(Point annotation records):
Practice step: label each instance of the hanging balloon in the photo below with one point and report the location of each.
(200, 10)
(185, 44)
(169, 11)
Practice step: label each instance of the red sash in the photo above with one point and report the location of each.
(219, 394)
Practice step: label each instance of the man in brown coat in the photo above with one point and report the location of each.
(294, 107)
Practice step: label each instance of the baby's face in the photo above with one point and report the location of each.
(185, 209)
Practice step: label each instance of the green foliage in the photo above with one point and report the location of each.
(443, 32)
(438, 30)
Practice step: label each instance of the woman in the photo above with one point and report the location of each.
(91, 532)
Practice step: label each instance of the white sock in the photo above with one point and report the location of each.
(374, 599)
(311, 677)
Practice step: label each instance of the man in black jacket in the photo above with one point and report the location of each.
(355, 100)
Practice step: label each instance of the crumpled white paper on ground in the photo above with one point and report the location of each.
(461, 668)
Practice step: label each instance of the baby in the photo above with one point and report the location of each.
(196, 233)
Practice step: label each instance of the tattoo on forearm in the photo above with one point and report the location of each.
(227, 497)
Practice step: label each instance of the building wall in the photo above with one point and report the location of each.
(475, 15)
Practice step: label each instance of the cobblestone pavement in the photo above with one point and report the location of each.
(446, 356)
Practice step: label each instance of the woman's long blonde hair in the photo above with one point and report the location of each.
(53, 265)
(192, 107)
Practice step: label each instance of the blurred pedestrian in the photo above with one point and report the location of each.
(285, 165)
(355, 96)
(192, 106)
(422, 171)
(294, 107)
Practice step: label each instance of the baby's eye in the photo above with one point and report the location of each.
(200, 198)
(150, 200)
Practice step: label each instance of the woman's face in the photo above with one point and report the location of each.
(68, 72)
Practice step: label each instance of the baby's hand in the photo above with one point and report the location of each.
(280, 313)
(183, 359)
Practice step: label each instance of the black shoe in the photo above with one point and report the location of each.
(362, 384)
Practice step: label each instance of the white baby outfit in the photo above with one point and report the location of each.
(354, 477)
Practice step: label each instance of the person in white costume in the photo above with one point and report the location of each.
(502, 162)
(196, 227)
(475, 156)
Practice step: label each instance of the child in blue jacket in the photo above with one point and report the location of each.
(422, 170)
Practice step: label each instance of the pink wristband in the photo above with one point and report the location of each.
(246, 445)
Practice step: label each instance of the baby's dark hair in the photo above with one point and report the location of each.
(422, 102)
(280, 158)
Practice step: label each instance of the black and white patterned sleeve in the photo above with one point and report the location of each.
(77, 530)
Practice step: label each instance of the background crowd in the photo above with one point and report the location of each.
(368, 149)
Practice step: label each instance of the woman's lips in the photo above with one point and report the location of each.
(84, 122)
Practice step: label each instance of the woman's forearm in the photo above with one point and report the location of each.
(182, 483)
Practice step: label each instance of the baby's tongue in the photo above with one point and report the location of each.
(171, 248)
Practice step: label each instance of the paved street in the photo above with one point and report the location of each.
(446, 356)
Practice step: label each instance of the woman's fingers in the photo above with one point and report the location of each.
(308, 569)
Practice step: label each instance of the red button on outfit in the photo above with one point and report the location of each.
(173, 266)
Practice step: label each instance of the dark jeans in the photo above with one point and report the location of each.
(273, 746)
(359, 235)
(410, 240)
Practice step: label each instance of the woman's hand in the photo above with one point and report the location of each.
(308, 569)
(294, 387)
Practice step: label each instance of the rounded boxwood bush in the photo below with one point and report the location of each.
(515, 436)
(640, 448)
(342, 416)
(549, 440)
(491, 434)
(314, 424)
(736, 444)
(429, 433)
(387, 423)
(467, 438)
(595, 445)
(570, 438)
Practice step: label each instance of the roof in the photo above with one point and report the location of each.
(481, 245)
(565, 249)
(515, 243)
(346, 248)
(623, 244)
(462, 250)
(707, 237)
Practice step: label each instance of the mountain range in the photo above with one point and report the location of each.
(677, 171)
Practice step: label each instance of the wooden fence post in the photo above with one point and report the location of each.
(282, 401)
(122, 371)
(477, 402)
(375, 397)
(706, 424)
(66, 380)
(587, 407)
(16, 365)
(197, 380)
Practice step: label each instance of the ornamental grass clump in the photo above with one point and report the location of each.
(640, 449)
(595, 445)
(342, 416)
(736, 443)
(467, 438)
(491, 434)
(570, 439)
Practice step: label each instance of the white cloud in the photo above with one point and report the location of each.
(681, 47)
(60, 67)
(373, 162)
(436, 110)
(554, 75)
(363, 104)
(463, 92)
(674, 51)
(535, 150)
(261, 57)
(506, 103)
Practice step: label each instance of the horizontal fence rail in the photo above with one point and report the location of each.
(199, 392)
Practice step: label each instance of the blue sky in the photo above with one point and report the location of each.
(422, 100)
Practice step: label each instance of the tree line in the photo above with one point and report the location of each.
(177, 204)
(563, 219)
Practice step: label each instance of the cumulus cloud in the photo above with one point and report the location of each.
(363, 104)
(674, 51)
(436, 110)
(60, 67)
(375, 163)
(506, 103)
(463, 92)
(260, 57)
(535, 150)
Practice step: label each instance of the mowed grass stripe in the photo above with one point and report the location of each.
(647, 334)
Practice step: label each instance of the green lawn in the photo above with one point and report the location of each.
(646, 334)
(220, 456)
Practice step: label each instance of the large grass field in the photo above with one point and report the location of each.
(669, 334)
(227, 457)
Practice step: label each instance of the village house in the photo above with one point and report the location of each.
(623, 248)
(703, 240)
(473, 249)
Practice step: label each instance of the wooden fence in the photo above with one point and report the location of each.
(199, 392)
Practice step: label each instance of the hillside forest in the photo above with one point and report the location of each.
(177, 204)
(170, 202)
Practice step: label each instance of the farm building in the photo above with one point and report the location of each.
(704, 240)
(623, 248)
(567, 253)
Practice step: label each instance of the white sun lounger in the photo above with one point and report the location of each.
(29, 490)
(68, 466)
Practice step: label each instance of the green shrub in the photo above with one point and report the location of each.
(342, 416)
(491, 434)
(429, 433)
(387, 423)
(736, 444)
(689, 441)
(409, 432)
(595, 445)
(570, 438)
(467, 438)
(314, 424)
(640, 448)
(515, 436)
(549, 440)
--
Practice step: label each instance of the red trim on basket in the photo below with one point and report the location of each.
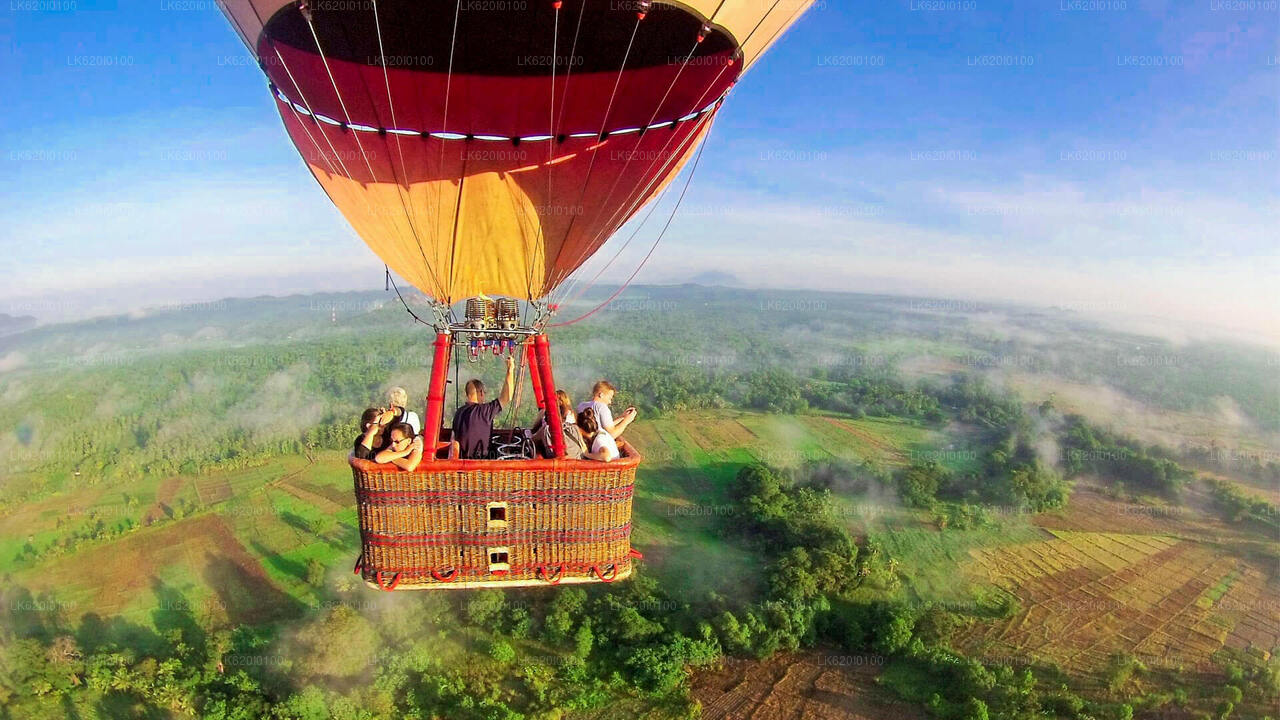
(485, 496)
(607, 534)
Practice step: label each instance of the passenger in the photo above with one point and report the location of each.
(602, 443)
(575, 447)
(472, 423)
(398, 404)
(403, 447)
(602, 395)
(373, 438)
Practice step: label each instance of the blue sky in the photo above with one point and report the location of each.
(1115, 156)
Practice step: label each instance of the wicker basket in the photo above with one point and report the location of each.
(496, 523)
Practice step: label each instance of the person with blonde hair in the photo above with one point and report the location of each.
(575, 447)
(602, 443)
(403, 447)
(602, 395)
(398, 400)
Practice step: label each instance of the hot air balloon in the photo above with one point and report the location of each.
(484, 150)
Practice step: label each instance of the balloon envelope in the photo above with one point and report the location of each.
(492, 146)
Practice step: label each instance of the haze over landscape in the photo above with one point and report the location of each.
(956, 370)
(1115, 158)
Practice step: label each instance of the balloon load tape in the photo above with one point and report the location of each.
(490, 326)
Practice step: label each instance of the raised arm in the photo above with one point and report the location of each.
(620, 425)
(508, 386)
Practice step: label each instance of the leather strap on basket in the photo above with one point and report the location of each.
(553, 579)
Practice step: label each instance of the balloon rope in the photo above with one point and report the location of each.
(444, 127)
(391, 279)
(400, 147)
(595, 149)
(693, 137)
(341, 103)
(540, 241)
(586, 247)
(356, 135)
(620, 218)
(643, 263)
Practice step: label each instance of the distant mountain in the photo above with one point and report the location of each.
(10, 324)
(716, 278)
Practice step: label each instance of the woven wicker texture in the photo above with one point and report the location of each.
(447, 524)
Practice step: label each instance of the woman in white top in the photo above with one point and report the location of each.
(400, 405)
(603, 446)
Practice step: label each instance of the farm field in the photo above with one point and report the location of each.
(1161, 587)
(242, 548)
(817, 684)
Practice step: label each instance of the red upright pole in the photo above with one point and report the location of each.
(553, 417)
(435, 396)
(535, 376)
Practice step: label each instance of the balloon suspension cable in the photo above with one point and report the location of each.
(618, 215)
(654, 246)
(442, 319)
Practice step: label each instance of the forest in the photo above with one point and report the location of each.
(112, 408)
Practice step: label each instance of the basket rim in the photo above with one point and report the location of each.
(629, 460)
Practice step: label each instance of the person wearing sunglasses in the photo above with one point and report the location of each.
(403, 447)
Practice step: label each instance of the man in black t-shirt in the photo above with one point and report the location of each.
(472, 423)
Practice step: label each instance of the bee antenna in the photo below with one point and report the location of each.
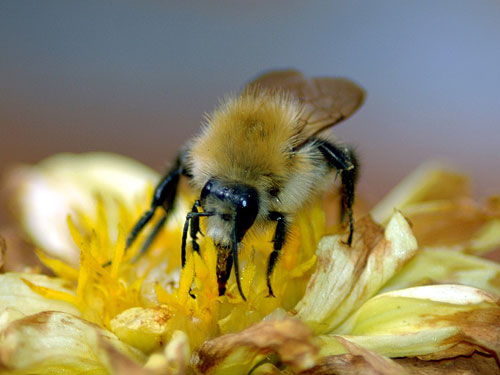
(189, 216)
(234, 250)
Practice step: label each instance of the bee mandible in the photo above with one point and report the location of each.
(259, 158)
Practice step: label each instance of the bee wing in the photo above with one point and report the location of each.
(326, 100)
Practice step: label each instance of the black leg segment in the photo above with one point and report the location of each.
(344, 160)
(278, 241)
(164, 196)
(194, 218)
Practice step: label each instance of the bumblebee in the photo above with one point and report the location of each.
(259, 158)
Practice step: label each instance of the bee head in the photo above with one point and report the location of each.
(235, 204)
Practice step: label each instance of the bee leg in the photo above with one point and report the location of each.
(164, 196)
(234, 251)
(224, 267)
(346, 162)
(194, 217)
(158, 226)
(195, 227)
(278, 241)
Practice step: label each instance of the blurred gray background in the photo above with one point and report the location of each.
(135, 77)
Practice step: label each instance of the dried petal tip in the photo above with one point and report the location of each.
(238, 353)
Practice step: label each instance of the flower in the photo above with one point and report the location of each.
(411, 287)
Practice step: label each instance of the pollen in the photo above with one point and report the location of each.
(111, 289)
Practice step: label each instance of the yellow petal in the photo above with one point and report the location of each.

(Given task): Find every line in the records above that contains the string "hand", matching case exactly, and copy each of those lines in full.

(Response to the task):
Practice step: label each instance of the baby's hand in the photo above with one point and report the location of each.
Practice step: label each instance of the woman's hand in the photo above with one point and report the location of each.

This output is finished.